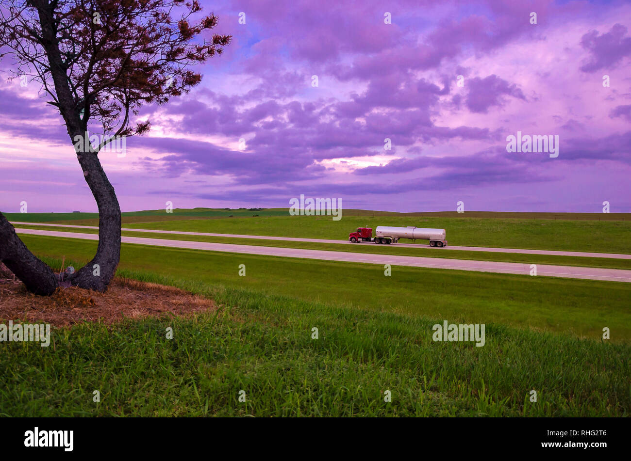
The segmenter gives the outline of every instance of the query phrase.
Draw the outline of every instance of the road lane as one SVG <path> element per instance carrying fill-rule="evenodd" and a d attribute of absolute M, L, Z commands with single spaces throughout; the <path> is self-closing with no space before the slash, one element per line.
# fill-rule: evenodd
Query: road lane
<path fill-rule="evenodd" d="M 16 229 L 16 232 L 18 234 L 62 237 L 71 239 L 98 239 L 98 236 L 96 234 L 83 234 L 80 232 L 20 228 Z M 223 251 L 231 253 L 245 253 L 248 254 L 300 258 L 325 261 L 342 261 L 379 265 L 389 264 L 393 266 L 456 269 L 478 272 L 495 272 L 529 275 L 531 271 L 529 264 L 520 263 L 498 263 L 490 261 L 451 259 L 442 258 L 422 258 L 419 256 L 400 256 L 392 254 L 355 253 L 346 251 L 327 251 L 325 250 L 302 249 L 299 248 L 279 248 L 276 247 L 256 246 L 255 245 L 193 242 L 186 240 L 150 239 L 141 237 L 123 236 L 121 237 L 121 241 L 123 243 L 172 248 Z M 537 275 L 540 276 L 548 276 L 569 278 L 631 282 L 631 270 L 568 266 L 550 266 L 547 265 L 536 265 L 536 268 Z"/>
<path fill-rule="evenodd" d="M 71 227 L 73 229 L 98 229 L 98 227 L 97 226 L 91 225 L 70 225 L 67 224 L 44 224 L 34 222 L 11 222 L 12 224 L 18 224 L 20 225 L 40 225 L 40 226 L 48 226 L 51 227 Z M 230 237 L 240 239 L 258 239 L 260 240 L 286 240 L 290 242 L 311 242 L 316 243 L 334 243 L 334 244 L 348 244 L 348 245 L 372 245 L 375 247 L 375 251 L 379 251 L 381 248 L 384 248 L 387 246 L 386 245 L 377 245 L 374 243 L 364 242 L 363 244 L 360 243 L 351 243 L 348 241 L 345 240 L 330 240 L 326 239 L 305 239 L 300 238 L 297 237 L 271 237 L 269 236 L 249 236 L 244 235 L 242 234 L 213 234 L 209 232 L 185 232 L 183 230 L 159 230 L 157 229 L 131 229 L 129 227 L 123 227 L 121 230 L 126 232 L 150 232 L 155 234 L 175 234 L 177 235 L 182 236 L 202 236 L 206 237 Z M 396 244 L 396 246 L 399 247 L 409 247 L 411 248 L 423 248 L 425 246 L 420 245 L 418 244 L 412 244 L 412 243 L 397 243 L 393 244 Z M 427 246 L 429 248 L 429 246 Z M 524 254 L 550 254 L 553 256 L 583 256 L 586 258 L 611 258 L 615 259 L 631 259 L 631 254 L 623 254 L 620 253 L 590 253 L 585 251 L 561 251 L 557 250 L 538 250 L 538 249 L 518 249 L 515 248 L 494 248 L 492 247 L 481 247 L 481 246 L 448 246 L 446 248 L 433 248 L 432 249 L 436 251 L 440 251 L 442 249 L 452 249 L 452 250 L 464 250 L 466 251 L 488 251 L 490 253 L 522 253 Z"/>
#####
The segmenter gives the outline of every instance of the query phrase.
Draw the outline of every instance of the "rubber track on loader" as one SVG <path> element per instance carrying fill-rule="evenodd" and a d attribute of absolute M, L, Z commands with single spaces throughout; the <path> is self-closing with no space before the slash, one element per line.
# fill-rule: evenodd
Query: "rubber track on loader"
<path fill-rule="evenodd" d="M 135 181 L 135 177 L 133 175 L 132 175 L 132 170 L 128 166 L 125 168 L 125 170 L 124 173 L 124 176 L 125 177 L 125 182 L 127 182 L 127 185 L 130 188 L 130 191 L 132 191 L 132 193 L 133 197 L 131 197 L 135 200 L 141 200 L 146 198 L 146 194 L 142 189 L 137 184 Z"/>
#####
--- Do this ---
Copy out each line of the rows above that contains the word "Draw", treating uppercase and lowercase as different.

--- Full output ---
Draw the outline of every instance of the road lane as one SVG <path> element per instance carrying fill-rule="evenodd" and a d attribute of absolute M, L, Z commands with single spaces throughout; the <path> is self-closing with no space before the slash, one element per line.
Draw the outline of every instance of the "rubber track on loader" as one SVG <path> element per instance carrying fill-rule="evenodd" and a d attribute of absolute M, L, Z commands with single spaces throughout; the <path> is self-closing with no space before the slash, one element per line.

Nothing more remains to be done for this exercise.